### Passage for review:
[Start of Attachment]

What's the most honest way to express grams per watt?

Mellodrama

Well-Known Member
Is it grams of dried, trimmed bud? Do you ignore trim, leaves, etc.?

What if you added some lights during the grow? Would you figure the wattage just before harvest?

In the case of an LED grow, do you include driver losses and fans? The simplest thing (and the most conservative) would be to insert a Kill-A-Watt into the power line upstream of the closet and take a total reading. LED's, drivers, and fans.
 

GroErr

Well-Known Member
imo, the most honest reading would be G/KWhr used in the complete grow cycle. Of course that would take having a meter (cheap/readily available now) to take actual draw readings of all components used, e.g. lights, fans, heating/cooling, etc. and against dry/cured/usable buds. This would allow for different veg times, flowering times, efficiency of lights/cooling/heating etc. I have metered every device used, if I get some time I'm going to see if I can put a spreadsheet together to capture all components and come up with a G/KWhr number as a baseline against future grows.

[End of Attachment]

### Given data:
[Start of Attachment]

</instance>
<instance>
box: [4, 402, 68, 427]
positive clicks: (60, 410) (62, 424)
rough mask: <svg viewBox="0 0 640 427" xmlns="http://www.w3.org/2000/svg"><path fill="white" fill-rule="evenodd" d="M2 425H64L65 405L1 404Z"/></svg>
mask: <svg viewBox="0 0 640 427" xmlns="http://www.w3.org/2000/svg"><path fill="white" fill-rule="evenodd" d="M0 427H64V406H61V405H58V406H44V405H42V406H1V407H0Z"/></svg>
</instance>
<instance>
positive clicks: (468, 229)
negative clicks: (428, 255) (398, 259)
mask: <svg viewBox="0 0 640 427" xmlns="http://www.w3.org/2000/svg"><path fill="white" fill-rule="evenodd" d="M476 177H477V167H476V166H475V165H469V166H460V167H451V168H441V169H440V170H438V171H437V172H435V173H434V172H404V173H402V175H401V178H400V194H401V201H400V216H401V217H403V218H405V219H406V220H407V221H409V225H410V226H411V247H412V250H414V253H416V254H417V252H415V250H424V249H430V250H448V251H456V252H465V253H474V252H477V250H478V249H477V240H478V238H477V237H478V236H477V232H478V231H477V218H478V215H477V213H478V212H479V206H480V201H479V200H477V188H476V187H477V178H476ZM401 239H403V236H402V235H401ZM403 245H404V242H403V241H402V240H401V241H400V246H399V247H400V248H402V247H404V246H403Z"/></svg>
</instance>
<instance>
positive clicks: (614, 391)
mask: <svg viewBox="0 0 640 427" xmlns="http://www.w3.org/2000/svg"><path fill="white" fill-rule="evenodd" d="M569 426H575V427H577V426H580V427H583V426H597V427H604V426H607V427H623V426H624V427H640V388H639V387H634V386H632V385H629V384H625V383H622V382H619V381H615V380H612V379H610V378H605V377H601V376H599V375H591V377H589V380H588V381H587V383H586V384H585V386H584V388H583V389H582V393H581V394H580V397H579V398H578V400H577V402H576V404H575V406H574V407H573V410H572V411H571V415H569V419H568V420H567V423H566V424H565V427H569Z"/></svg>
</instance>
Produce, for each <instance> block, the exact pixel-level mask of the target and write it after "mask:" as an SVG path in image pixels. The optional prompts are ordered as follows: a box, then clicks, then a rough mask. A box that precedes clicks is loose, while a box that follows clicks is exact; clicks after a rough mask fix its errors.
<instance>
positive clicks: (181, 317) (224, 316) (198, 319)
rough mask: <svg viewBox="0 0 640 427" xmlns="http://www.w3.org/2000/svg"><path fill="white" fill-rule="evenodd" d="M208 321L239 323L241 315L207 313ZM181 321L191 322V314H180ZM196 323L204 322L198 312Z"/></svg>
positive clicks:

[End of Attachment]

### Your instructions:
Reproduce the part of the forum thread on grams per watt starting at "In the case" and ending at "drivers, and fans.". The rows come from a separate source, not from the forum thread.

### The completed task:
In the case of an LED grow, do you include driver losses and fans? The simplest thing (and the most conservative) would be to insert a Kill-A-Watt into the power line upstream of the closet and take a total reading. LED's, drivers, and fans.